Set tasks:
a) Set down, word for word, the part of the AirBnB comment thread below that opens with the words containing "Which actually won’t" and closes with "a good idea.".
b) List every line of the rows below that contains the word "smile", copying each line in full.

Excerpt:

But it doesn’t have to, since it found an easier and cheaper way to ensure compliance.

Which actually won’t ensure compliance because there’s no feasible way to do it. Also, easier and cheaper does not mean correct or legal. It’s easier and cheaper to just nuke a few cities to ensure those citizens never break the law. That doesn’t make it a good idea.

Anonymous Coward says:

Re: Re: Re:4 230 maximalists will be the death of 230

AirBnB doesn’t have to block itself in Santa Monica, but it is subject to Santa Monica’s laws if it does business with someone in Santa Monica, or someone who rents out property there. The only "blocking" it needs to do is to…stop allowing Santa Monica property rentals until it complies with the law. Which it is subject to. Which the 9th Circuit just affirmed.

A company selling a product into the stream of commerce isn’t subject to every last jurisdiction…unless it actually avails itself of that jurisdiction, e.g. by doing business with a retailer there.

It is quite strange that you are claiming that AirBnB (pre-compliance) is lawful in Santa Monica when the 9th Circuit disagrees. The 9th Circuit and the city of Santa Monica get to say what the law is, not you.

Anonymous Coward says:

Re: Re: Re:5 230 maximalists will be the death of

it is subject to Santa Monica’s laws if it does business with someone in Santa Monica

No, that’s literally not how it works. You typically have to have a physical presence in said jurisdiction to be subject to its laws. Kind of like how me calling the president of Turkey a moron online is illegal in Turkey but I’m not going to get thrown in a Turkish jail for it.

Data provided:

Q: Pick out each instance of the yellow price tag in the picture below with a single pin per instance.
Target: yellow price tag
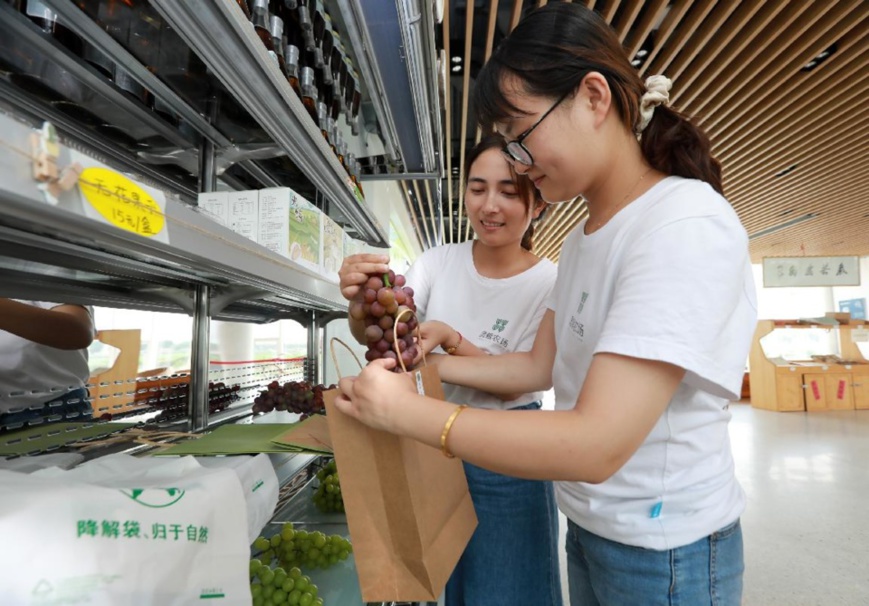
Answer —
---
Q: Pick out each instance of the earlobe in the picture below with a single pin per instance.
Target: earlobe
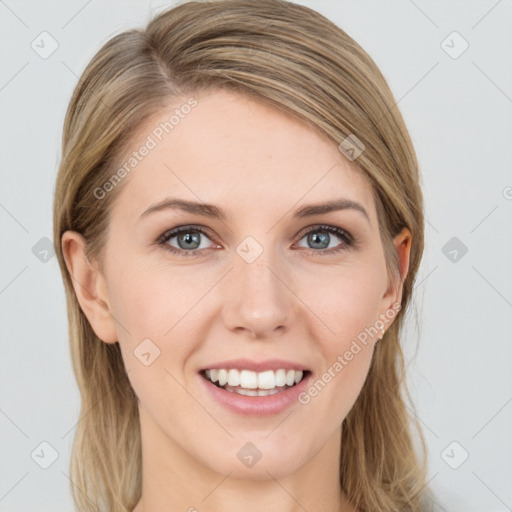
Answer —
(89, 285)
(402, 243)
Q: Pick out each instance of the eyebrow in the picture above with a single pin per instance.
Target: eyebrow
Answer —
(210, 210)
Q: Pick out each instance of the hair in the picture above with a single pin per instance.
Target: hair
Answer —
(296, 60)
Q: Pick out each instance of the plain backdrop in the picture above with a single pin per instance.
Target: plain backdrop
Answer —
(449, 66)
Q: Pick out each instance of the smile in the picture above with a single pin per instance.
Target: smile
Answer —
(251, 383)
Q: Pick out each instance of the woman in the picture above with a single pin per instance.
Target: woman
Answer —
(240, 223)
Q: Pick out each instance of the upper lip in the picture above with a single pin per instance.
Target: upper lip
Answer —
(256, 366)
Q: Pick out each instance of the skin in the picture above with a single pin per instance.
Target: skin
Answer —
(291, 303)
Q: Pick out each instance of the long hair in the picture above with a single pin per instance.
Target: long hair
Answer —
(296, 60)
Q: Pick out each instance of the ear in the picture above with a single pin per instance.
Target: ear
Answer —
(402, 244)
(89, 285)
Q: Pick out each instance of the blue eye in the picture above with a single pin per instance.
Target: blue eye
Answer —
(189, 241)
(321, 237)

Complete answers:
a)
Which actually won’t ensure compliance because there’s no feasible way to do it. Also, easier and cheaper does not mean correct or legal. It’s easier and cheaper to just nuke a few cities to ensure those citizens never break the law. That doesn’t make it a good idea.

b)
Q: Pick out each instance of the smile in the picture above with a single pin per instance.
Target: smile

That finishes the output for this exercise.